▶ [Selected excerpt]
The effectiveness of the checks and balances is further exposited in the relationship between the judiciary and the government. Notably, the 1998 Human Rights Act granted considerable power to the judiciary through the concept of judicial review to reconcile the differences between the government actions, and determine their constitutionality. Such instances are often legitimate despite arguments that constitute a wrongful usurpation of power.[13] However, the role is limited in the context of situations warranting judicial review. For instance, the checks and balances’ effectiveness is highlighted in the wrongful detention of an international terrorist in Belmarsh prison in the case of A v Secretary of State for Home Department [2004][14] with the A.G. asserting that the detention was justified as it was a question of a political character, the judiciary should not purport to exercise its judicial role. However, the judiciary rebutted that the function of the judges was to independently interpret and apply the law as universally recognized, hence should not be stigmatized.

The relations between the judiciary and the legislature also indicate the high effectiveness of the system of checks and balances. The checks against the judiciary by parliament are mostly expressed by the use of parliamentary privilege, meant to ensure the freedom of the speech and honesty in the parliamentary hearings, to expose the individuals whose identity is under seal under super injunctions.[15] Such parliamentary privilege serves as the check for judicial activism. However, the exercise of parliamentary privilege in matters pending before the court is applied conservatively, in the interests of maintaining the confidence of the people in the independence of the judiciary.

As per the preceding, the effectiveness of the checks in government arms is undeniably commendable. However, this does not mean that the system of checks and balances is beyond reproach. Further improvements to the checks and balances warrant a need to assert and entrench the judiciary’s financial independence.

3.

As postulated by

Lord Diplock in G.H.C.Q., a contemporary view of nature and purpose of judicial review is that it constitutes the mechanism by which citizens and interest groups may take issue and challenge the legality of the decisions made the government and public bodies. Notably, judicial review serves to regulate the relationship between the government and its citizen through ensuring the observation of the rule of law, amongst other interests, as noted in R (Alconbury Developments Ltd and Others) v Secretary of State for the Environment, Transport and the Regions [2003].[16]

Notably, judicial review is different from a judicial appeal in that the former is usually the last available recourse for an aggrieved party after all other measures of resolving the dispute have been exhausted, while the latter simply constitutes taking issue with the decision of a lower court to its immediate higher-ranking court.

▶ [Request 1] Recast the records from the line containing "For each instance of the white lace" through the end of the records as a JSON list of strings, with one string per line and blank lines left out.

▶ [Records for the task]
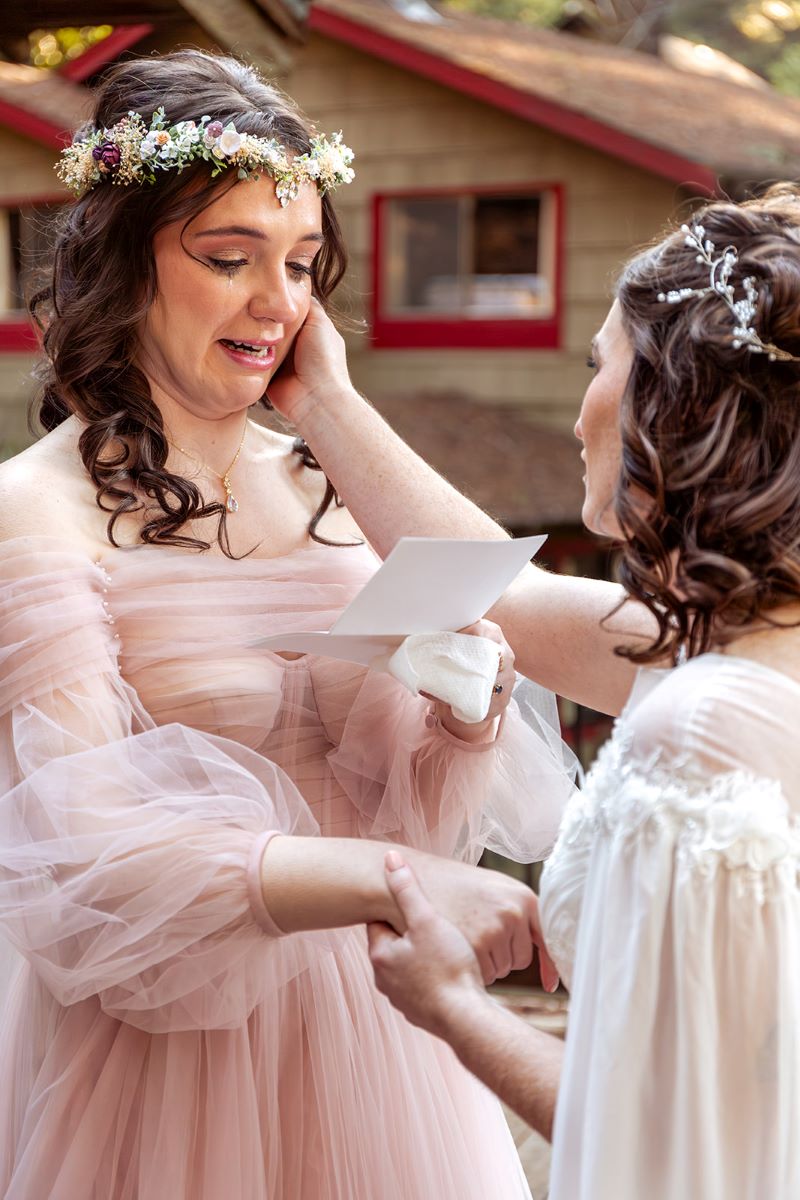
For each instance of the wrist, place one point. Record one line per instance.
(458, 1007)
(323, 406)
(475, 733)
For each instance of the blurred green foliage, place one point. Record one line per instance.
(763, 35)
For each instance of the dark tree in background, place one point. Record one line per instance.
(763, 35)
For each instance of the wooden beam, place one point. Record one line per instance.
(96, 57)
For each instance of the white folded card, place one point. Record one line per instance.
(425, 586)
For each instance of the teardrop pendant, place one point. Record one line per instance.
(232, 503)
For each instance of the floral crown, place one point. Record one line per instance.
(130, 153)
(744, 310)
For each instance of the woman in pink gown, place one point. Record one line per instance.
(184, 1018)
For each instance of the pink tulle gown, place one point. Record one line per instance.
(161, 1038)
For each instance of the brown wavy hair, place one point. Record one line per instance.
(103, 280)
(708, 497)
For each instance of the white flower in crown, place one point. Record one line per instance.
(149, 147)
(186, 135)
(229, 141)
(132, 153)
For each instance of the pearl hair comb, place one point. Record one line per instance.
(744, 310)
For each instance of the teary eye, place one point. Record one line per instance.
(230, 265)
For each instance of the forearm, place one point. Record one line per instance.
(371, 460)
(326, 882)
(519, 1063)
(555, 624)
(561, 635)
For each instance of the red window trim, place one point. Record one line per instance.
(18, 334)
(96, 57)
(453, 333)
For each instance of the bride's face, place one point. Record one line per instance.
(234, 288)
(599, 425)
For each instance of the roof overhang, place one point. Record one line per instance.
(557, 118)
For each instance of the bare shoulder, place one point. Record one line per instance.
(308, 486)
(46, 491)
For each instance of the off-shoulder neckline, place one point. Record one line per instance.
(731, 659)
(172, 552)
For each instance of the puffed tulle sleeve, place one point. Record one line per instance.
(413, 783)
(128, 853)
(681, 1074)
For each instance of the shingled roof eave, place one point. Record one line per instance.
(657, 160)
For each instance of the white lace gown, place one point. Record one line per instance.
(671, 905)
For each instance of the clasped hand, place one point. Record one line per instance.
(495, 915)
(443, 957)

▶ [Request 2] In the text on checks and balances, what is parliamentary privilege said to serve as a check for?

▶ [Result 1]
[
  "For each instance of the white lace gown, place one point. Record one line per instance.",
  "(671, 905)",
  "For each instance of the clasped hand, place one point. Record one line per instance.",
  "(495, 915)",
  "(443, 957)"
]

▶ [Result 2] Judicial activism.